> [Excerpted passage]:
* * *

Reinhard Laubenbacher

Headshot of Reinhard Laubenbacher
Reinhard Laubenbacher
MD-Pulmonary Systems Medicine, University of Florida
reinhard.laubenbacher@medicine.ufl.edu
Research Description
The Laubenbacher Lab is part of the Laboratory for Systems Medicine. The overarching focus is the development and application of mathematical and computational technology for the improvement of human health. Interests include multi-scale modeling and control of disease processes, systems biology, and computational immunology. We are highly collaborative, maintaining and seeking partnerships with clinical, basic science, computational, and private sector labs and entities. Our expertise includes the development of mechanistic and data-driven multi-scale models of disease-relevant processes, model-driven control and optimization problems, and cutting-edge data science methods applied to high-dimensional data from the molecular to the patient scale. Currently funded projects include the following.

* * *

[Natural-language descriptions of regions]

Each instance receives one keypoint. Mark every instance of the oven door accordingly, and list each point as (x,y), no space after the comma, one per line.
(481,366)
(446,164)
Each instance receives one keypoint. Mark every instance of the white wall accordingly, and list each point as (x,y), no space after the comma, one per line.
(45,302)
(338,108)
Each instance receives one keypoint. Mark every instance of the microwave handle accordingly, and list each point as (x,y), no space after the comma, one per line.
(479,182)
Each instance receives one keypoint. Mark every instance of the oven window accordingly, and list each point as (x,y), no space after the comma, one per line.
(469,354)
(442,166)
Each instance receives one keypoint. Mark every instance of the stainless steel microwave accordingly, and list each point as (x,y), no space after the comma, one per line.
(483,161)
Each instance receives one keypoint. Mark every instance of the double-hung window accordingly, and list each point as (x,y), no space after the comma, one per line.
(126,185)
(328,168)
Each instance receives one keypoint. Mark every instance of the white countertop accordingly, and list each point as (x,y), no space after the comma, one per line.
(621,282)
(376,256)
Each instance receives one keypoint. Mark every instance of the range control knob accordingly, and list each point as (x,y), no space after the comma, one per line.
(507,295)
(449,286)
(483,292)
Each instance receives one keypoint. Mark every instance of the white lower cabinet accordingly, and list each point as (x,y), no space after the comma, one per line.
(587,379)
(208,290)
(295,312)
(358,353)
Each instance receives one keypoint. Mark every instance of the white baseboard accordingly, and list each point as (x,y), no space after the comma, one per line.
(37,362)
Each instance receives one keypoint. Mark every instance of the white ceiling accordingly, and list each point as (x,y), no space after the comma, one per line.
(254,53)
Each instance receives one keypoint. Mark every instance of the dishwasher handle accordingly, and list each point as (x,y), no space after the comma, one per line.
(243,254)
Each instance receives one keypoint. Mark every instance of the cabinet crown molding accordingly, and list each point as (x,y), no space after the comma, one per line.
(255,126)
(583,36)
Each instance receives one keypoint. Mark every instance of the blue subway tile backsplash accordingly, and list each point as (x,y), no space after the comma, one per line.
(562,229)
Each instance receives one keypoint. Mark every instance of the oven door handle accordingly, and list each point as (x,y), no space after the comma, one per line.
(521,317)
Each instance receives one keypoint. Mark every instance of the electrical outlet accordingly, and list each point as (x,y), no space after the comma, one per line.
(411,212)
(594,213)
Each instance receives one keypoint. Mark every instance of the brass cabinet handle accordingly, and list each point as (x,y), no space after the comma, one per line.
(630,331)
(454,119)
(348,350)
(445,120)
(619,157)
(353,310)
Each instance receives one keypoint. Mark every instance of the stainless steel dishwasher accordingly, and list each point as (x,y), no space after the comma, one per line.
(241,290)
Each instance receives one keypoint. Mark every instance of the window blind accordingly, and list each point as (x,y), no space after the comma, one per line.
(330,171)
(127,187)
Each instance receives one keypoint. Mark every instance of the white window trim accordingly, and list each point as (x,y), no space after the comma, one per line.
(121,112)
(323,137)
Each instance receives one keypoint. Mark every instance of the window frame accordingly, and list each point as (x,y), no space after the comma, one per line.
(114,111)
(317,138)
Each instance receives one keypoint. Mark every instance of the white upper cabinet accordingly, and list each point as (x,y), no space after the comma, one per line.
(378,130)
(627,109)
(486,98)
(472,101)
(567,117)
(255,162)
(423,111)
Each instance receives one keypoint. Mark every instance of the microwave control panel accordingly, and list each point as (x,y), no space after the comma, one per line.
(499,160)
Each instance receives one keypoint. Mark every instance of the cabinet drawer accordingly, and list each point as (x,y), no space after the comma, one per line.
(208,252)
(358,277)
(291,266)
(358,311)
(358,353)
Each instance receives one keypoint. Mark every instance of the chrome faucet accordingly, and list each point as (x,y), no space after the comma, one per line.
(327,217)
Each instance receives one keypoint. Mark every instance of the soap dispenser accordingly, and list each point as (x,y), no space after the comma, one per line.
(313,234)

* * *

> [Action item]:
Do the following statements agree with the Reinhard Laubenbacher profile? For each, answer yes or no and quote the deciding words.
1. The Laubenbacher Lab belongs to the Laboratory for Systems Medicine.
2. The lab avoids partnerships with private sector entities.
3. Computational immunology is among the lab's interests.
Answer using only the text.

> [Response for this exercise]:
1. Yes: "The Laubenbacher Lab is part of the Laboratory for Systems Medicine."
2. No: "maintaining and seeking partnerships with clinical, basic science, computational, and private sector labs and entities."
3. Yes: "Interests include multi-scale modeling and control of disease processes, systems biology, and computational immunology."